Reproduce every line of the records below verbatim, character for character.

Data drawn from a collection:
-- Start --
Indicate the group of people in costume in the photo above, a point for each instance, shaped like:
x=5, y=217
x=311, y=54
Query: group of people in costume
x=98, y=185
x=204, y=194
-- End --
### SOLVED PROBLEM:
Indicate the group of people in costume in the photo above, a point for each instance, shaped like:
x=5, y=217
x=311, y=54
Query: group of people in costume
x=98, y=185
x=204, y=194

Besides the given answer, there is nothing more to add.